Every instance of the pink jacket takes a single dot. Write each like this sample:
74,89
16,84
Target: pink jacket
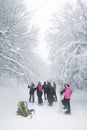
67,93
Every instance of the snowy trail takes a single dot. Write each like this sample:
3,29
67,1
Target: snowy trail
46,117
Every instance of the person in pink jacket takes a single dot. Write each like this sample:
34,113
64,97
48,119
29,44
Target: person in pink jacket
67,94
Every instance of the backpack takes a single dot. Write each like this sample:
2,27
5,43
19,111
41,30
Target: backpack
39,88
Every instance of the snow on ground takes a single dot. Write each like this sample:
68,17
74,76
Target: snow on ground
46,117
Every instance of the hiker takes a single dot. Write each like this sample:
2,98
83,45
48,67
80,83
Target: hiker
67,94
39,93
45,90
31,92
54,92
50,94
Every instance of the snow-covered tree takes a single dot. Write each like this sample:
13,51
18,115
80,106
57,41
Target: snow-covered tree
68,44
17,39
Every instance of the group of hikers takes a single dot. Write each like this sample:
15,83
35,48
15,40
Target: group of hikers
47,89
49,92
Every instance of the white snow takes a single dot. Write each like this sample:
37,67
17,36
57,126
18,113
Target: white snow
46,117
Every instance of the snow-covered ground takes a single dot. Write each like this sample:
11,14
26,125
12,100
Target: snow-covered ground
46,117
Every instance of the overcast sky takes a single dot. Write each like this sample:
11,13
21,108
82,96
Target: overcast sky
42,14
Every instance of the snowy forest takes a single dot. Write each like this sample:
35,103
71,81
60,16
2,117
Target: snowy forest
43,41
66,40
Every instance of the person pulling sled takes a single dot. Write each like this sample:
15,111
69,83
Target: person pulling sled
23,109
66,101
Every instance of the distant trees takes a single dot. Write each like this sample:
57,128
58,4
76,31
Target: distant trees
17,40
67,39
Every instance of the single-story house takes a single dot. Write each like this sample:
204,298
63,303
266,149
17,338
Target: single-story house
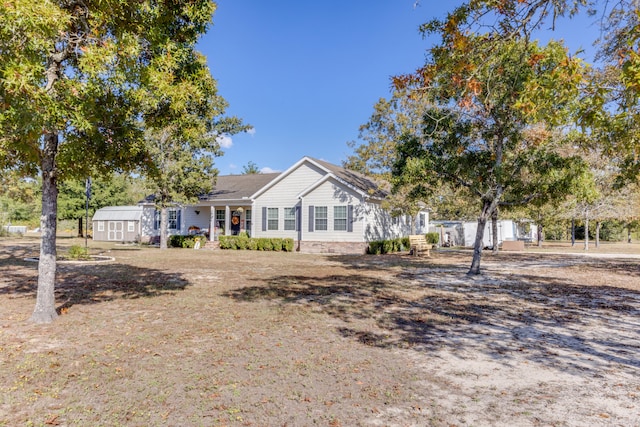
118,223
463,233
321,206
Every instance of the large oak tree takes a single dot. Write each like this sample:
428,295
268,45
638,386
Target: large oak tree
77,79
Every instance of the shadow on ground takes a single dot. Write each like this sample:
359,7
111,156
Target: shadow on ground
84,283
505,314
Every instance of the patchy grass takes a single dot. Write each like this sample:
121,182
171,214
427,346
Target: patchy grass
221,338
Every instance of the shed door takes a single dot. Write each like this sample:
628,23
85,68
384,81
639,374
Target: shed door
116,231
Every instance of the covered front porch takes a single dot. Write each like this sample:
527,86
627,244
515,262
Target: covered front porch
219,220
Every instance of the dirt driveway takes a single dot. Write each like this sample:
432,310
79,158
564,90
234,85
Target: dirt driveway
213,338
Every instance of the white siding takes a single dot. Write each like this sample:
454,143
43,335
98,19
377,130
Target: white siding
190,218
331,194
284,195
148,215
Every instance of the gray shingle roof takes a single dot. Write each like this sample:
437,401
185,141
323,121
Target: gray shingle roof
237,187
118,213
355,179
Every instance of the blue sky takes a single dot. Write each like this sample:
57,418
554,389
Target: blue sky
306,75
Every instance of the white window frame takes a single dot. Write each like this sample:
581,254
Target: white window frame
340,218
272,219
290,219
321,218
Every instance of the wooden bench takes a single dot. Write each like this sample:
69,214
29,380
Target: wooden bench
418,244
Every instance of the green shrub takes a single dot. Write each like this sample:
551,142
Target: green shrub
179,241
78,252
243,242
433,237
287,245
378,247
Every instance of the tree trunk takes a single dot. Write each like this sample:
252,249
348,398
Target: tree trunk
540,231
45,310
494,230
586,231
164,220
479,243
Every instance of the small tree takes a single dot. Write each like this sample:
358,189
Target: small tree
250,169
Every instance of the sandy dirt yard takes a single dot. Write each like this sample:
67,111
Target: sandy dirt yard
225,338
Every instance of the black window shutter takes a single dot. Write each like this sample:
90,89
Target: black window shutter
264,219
+-------+
**GOAL OF THE EXERCISE:**
Drop the pictures and reproduce the rest of the entries above exactly.

**RESPONSE TO THE EXERCISE:**
Every instance of the pink jacket takes a single dot. Write each like this sample:
74,89
16,84
Target: pink jacket
67,93
Every instance of the snowy trail takes a single dot. Write each like this sample:
3,29
67,1
Target: snowy trail
46,117
Every instance of the person in pink jacket takes a single dot. Write each like this sample:
34,113
64,97
48,119
29,44
Target: person in pink jacket
67,94
Every instance of the backpack takes a single dot. Write each like this sample:
2,27
5,43
19,111
41,30
Target: backpack
39,88
Every instance of the snow on ground takes a single dot. Write each like this sample:
68,17
74,76
Target: snow on ground
46,117
Every instance of the hiker takes a single dot. Write each like this sample:
2,98
83,45
48,67
80,83
Target: hiker
67,94
39,93
45,90
31,92
54,92
50,94
Every instance of the snow-covered tree takes a single dot. Write each like this sample:
13,51
18,115
80,106
57,41
Target: snow-covered tree
68,44
17,39
Every instance of the group of hikers takes a single dot. Write each like this sample:
15,83
35,48
15,40
Target: group of hikers
47,89
49,92
Every instance of the white snow takes a single dot. Write each like this sample:
37,67
17,36
57,126
18,113
Target: white snow
46,117
Every instance of the snow-covered ground takes a single dot. Write each like this sample:
11,14
26,125
12,100
Target: snow-covered ground
46,117
Every instance of the overcast sky takes a single dot. Write each like this sample:
11,13
21,108
82,96
Target: overcast sky
42,14
Every instance of the snowy forest takes a single dot. Write each like this sample:
35,103
71,81
60,16
2,117
Target: snowy forest
43,41
66,40
Every instance of the person pulling sled takes a single dot. Write each like this sample:
15,111
69,83
Target: person pulling sled
23,109
66,101
Every instance of the distant trees takes a single dot. Write each like this sample:
57,128
58,4
76,31
Target: distant trees
17,40
67,39
Every instance of the single-story house takes a single dot. Write each like this sample:
204,298
63,303
266,149
17,338
Target: single-story house
118,223
463,233
321,206
Every instance of the large oak tree takes a single dot. Write each like this sample:
428,295
268,45
638,386
Target: large oak tree
77,79
Every instance of the shadow on ground takes a single dot. Write each like this sample:
359,7
111,156
Target: shadow on ground
84,283
505,314
Every instance of the patchy grass takes a single dot. Write each like this sample:
121,182
171,214
427,346
Target: patchy grass
221,338
Every instance of the shed door takes a single dot. Write each like this sample:
628,23
85,68
384,81
639,374
Target: shed door
116,231
Every instance of the covered front porch takes a single dot. Write each like this sample:
527,86
627,244
515,262
Target: covered front porch
219,220
Every instance of the dirt driveway takes a single dot. Write each like this sample:
432,310
79,158
564,90
234,85
Target: dirt driveway
213,338
Every instance of the white siding takes a single dot. Write each like this sample:
454,143
43,335
98,19
377,130
Target: white siding
190,218
331,194
284,195
148,215
Every instance of the gray shingle roof takes a single dot. Write each like this sample:
437,401
185,141
323,121
Target: gray shingle roof
237,187
118,213
355,179
Every instance of the blue sky takes a single dot. Write each like this sample:
57,418
554,389
Target: blue sky
306,75
Every instance of the white window frame takes a single dot. Write each like this sample:
581,254
Target: white window frame
340,218
272,219
290,219
321,218
Every instance of the wooden bench takes a single dot. Write each like this sample:
69,214
29,380
Target: wooden bench
418,244
Every instance of the green shrub takes a single dot. Write each like this sample:
551,142
Target: green shrub
179,241
78,252
243,242
433,237
287,245
378,247
Every instance of the tree trunk takes a single dot. Write each like this sample:
252,249
348,398
Target: tree trunk
540,231
45,310
494,230
586,231
164,220
479,243
Every instance of the small tree takes a single dot. Write each like this sample:
358,189
Target: small tree
250,169
Every instance of the sandy dirt yard takes a single dot. Write each like this sample:
67,111
Target: sandy dirt yard
225,338
Every instance of the black window shutter takes a single dot. Write each like this sample:
90,89
Target: black window shutter
264,219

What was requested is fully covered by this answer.